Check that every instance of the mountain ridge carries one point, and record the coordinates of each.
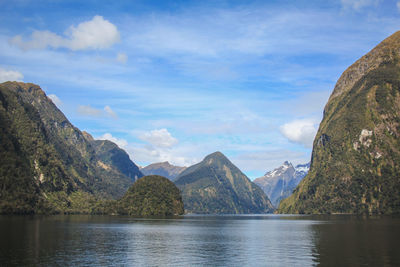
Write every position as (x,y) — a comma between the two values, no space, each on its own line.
(280,182)
(47,165)
(215,185)
(356,151)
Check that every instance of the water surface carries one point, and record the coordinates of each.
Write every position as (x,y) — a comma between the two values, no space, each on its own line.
(240,240)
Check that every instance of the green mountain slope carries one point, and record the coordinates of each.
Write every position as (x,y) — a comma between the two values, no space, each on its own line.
(216,186)
(164,169)
(114,157)
(152,195)
(46,164)
(356,153)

WRITTEN REQUEST:
Reproduce all of the records above, word for word and line for line, but leave out the pictures.

ANSWER FOR THE TASK:
Check that every instance of the mountain ridge carries one point, and record the coordinates of each.
Write every position as (x,y) — a comma between the two values, no space, each on its own line.
(280,182)
(47,165)
(215,185)
(356,151)
Check that every instance of the water surface carries one point, and record the coordinates of each.
Write every position as (x,y) — a comma between the two values, no space, each on its own line.
(240,240)
Check that every instance of the green mountain slope carries one point, and record the coordinates of each.
Write every position as (x,y) — a comma between the two values, no space, each on its own line.
(216,186)
(164,169)
(114,157)
(152,195)
(46,164)
(356,153)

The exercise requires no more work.